= Beginning of Section =

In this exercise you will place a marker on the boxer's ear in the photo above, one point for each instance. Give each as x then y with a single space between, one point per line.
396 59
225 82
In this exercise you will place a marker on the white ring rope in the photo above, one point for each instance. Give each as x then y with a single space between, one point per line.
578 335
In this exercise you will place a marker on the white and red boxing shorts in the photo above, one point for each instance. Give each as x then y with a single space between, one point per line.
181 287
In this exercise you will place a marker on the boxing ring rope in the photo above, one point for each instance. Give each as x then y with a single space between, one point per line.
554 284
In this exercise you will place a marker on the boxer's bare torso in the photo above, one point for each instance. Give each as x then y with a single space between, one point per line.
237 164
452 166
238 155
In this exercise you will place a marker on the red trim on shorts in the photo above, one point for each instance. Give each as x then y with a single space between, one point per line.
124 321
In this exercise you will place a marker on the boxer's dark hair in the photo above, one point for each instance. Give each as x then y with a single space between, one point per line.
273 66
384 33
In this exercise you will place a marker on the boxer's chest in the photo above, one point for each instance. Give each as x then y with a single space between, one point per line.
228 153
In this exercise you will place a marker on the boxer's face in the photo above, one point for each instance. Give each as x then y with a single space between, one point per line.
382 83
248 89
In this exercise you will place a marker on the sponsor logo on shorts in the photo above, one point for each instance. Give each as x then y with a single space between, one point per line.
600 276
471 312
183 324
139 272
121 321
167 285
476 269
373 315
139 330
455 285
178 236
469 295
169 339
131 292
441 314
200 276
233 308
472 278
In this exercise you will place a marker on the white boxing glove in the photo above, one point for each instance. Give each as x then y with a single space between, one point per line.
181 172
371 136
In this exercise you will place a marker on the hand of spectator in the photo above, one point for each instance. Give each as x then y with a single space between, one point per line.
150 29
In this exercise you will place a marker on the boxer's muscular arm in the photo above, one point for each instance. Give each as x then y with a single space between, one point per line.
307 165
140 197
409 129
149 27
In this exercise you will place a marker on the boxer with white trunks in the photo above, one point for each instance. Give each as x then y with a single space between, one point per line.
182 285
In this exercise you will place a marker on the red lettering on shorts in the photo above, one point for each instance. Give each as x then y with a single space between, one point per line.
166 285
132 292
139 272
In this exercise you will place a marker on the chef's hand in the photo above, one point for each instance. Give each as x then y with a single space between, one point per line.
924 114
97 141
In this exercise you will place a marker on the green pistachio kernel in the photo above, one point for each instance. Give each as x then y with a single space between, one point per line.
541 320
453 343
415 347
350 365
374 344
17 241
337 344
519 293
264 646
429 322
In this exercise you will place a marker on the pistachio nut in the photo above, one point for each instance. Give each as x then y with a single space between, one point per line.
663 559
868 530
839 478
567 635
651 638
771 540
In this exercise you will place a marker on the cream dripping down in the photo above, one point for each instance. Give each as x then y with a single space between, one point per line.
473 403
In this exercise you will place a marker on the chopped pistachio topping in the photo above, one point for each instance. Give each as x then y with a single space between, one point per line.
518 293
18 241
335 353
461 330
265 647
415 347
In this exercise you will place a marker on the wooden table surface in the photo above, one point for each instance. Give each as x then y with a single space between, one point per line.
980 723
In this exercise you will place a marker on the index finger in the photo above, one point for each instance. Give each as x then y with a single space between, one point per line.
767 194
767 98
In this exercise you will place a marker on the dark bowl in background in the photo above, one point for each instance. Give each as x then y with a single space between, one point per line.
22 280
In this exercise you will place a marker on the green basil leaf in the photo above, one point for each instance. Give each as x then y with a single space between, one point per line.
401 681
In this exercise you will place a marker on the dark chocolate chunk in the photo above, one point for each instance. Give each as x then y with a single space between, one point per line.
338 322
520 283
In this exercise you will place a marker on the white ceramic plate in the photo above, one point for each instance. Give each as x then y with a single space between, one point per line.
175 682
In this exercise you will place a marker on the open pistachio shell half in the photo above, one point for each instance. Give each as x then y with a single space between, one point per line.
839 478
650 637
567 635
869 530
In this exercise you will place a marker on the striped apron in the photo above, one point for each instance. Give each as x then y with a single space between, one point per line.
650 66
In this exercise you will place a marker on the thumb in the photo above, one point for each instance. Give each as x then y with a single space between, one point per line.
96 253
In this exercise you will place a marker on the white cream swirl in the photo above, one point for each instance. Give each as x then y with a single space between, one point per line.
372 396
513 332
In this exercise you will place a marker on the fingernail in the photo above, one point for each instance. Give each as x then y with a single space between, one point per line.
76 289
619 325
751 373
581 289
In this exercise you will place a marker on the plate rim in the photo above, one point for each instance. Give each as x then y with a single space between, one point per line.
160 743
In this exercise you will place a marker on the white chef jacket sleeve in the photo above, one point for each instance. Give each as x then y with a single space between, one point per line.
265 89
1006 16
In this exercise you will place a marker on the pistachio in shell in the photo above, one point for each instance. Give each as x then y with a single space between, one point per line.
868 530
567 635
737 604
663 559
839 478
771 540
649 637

= End of Section =

Problem description ▸ Every entry above needs to be duplicated exactly.

Problem solution ▸
In this exercise you will place a marker on the boxer's ear in the photo above, one point for each instance. Give each as x then y with a single space between, one point per line.
396 59
225 82
In this exercise you will place a marker on the white ring rope in the photo above, one point for each instance. Give each as x then y with a single space between, one point per line.
578 335
In this exercise you will place a marker on the white and red boxing shorts in the photo above, one point for each instance. Give each as x then y with a single space between, one point per line.
181 287
In this exercise you will place a marker on the boxing ring rope in the photo above, one point for each instance. Give each as x then y with a single space between, one point per line.
554 284
In this exercise you will place a marker on the boxer's bare torso in the photo above, one point for each instance. Give each as x then y with a single space between, one point per line.
237 164
452 166
238 155
In this exercise you will place a marker on the red trim on shorts in the photo above, one point for each instance. Give each as x then y with a single space between, one point per line.
124 321
In this exercise you will place a marker on the boxer's dark hair in the photo above, one point for each instance. Give each as x then y with a single space between, one point per line.
273 66
384 33
In this exercise you will place a marker on the boxer's chest in the photo above, one point for each instance. Give each as x then y with a single space between, one point per line.
228 153
In this exercise you will place a marker on the boxer's face in the photo above, one point for each instance. Give each as x then y with a single space between, one point per line.
382 83
248 89
In this exercise you will place a marker on the sponsor logo on shorts in the photo above, one point for each instance. Give each as x then y with a single space between, one point per line.
600 276
471 312
183 324
139 272
121 321
167 285
476 269
373 315
139 330
455 285
178 236
469 295
169 339
131 292
441 314
200 276
233 308
472 278
In this exercise you will place a marker on the white boxing glove in the photo above, one point for each instance. Give each as x then y with a single space between, one point per line.
181 172
371 136
In this exercise you will place a marker on the hand of spectator in the photo above, one point for each instance. Give each as x then y with a single space between, one point per line.
150 29
In this exercise you will place a marker on the boxer's muscular arm in the photo above, one point for each instance. Give each as x then y with a single space between, one point per line.
307 165
140 197
409 129
149 27
In this exercise you will place a marker on the boxer with white trunks in the photo above, one point for each instance. Give each as x then y with a single space between, one point per line.
182 285
In this exercise you will place a marker on the red lettering on shorts in the photo above, one point for each instance. Give each as x then y with a single space between, one point per line.
166 285
132 292
139 272
In this exercise you will place a marker on the chef's hand in the photo above, one point for each instance. Give each as x then y with a single space between, one point per line.
924 114
97 141
In this exercise you will place a marker on the green pistachio kernel in the photo above, one point for each instance. Give each as x then y with a single space between, one point per line.
541 320
453 343
415 347
350 365
374 344
17 241
337 344
519 293
264 646
429 322
In this exercise you will place a marker on the pistachio nut in the photo above, one point for each instance. Give each as x then y with a single space between, one point per line.
663 559
868 530
839 478
567 635
651 638
771 540
In this exercise you will place a marker on the cream dripping down in the photo above, one point for each instance. Give each as x then y with a single space between, one point per line.
473 403
In this exercise you will place a marker on the chopped pistachio topping in the photo above, one point for each instance. Give each as x then y with a single space between, one point per line.
518 293
18 241
335 353
461 330
265 647
415 347
In this exercise you will place a marker on the wooden table surface in the photo above, one point for each instance. Give each as x then y with a single space between, one point per line.
980 723
In this exercise you will place a marker on the index finger in the photo above, one point for each instance. Give each as x then y with a single space between, one point per line.
767 194
767 98
In this exercise you will place a marker on the dark bowl in background in the photo above, one point for each instance. Give each as x then y with a single space between, one point per line.
22 280
In this exercise you will place a marker on the green basil leaf in the photo above, one point for each instance. Give each as x then y with a single space between, one point per line.
401 681
In this exercise you will place a marker on the dark chocolate chunk in the photo above, one point for each instance. Give each as x then y with a single space between, one point per line.
338 322
520 283
In this exercise you will place a marker on the white ceramic plate in the photo above, one point for each instance. Give each as x then y with a single space between, one point per line.
175 682
In this exercise you will place a marker on the open pistachio shell half in the photo above, one point for each instance. Give each as x then y with a single space between, one point per line.
839 478
650 637
567 635
869 530
In this exercise you will place a marker on the striped apron in the photo above, one point for each instance. Give each as x then y with a single space between, one point per line.
650 66
In this exercise you will place a marker on the thumb in the photo above, one point for each instance. Give each as x then y with a single space between, one point per line.
96 253
In this exercise you will place a marker on the white cream swirl in the photo above, one point for each instance. Give each as x then y with a single space between, one point per line.
372 396
513 332
In this exercise you will place a marker on the fingernail in the photo above, one point for each instance. Give each as x then y with a single space between, one point per line.
76 289
619 325
751 373
581 289
In this exercise you will place a marker on the plate rim in the photo above, one point for each instance. Give each as x then y with a single space between, one point per line.
160 743
In this exercise you will place a marker on the white chef jacket sleeve in the photo above, one point for each instance. Give each as x then y with a single space between, one point per line.
265 89
1006 16
In this exercise you will place a marker on the pistachio in shell in the photo above, one point for each instance. Give each as x then y with a single space between, one point per line.
868 530
567 635
737 604
663 559
839 478
771 540
649 637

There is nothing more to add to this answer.